#### Activity
Starting with the line that contains "positive clicks: (139, 48) (493, 27)" and stopping after the line that contains "negative clicks: (227, 221) (437, 209)", copy the entries below exactly. Include nothing else.

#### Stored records

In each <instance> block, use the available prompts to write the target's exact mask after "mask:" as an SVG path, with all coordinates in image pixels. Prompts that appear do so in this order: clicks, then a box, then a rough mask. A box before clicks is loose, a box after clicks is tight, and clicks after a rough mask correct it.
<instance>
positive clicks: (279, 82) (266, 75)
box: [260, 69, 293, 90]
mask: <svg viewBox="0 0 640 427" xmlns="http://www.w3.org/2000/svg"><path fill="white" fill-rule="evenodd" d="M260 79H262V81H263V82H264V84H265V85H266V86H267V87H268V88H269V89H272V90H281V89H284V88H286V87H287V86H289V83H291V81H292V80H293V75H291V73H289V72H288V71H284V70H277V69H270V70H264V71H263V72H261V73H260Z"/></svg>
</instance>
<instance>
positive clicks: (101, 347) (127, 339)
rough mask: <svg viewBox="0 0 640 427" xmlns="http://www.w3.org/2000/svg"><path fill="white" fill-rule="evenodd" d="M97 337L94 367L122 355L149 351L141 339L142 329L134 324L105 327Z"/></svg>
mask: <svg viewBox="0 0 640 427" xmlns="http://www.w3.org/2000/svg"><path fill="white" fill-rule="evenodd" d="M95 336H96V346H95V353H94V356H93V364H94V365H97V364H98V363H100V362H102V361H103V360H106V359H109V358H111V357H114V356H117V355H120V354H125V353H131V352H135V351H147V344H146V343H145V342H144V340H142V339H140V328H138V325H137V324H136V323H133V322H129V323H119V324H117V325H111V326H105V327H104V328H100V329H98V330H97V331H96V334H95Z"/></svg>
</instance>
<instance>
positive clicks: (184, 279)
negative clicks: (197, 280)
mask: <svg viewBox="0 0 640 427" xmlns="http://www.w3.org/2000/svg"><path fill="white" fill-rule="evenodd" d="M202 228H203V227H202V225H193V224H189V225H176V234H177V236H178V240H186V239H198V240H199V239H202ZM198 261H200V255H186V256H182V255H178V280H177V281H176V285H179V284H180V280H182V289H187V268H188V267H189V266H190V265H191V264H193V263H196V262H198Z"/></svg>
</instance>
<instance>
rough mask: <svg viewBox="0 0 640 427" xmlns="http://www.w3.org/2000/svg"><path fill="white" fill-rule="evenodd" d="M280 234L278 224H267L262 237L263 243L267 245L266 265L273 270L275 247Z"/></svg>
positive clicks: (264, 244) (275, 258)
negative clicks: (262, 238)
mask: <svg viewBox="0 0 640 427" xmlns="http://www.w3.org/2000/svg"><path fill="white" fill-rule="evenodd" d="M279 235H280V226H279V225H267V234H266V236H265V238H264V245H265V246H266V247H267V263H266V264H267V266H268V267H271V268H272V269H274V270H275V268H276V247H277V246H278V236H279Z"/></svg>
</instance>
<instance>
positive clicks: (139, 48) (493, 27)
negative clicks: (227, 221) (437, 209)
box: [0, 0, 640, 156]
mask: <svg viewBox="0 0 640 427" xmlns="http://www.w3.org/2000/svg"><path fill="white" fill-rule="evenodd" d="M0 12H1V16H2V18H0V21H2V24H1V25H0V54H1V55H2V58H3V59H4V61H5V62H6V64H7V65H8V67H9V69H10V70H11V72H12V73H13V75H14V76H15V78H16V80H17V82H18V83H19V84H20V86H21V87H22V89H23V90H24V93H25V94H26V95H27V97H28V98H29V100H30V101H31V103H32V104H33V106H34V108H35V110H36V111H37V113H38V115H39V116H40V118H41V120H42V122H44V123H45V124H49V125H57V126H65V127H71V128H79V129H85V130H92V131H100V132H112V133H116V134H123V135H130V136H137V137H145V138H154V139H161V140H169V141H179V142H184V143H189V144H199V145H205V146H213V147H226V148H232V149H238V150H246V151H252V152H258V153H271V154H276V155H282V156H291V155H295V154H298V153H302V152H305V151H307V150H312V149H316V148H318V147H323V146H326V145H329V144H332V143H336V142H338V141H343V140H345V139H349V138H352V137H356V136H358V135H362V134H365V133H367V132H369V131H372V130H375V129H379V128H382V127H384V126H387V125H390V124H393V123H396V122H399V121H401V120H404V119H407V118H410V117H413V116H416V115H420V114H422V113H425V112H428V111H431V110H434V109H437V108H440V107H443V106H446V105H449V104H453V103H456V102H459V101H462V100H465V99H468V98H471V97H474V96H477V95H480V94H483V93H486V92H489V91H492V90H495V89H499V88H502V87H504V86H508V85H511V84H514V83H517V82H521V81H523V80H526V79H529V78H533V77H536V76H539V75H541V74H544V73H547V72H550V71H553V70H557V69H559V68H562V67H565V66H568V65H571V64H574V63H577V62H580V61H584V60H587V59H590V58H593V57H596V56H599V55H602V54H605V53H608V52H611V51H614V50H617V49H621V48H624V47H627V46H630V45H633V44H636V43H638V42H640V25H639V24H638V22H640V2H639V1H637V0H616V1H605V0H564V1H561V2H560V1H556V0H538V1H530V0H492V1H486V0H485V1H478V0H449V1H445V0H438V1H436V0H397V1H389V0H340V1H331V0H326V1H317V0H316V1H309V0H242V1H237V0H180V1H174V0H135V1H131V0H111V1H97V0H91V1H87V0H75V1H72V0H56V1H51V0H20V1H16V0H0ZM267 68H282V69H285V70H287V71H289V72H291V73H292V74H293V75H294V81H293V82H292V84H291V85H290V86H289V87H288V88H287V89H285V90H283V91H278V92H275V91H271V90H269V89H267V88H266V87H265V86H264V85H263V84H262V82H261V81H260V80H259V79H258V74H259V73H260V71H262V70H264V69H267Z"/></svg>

#### Solution for this task
positive clicks: (139, 48) (493, 27)
negative clicks: (227, 221) (437, 209)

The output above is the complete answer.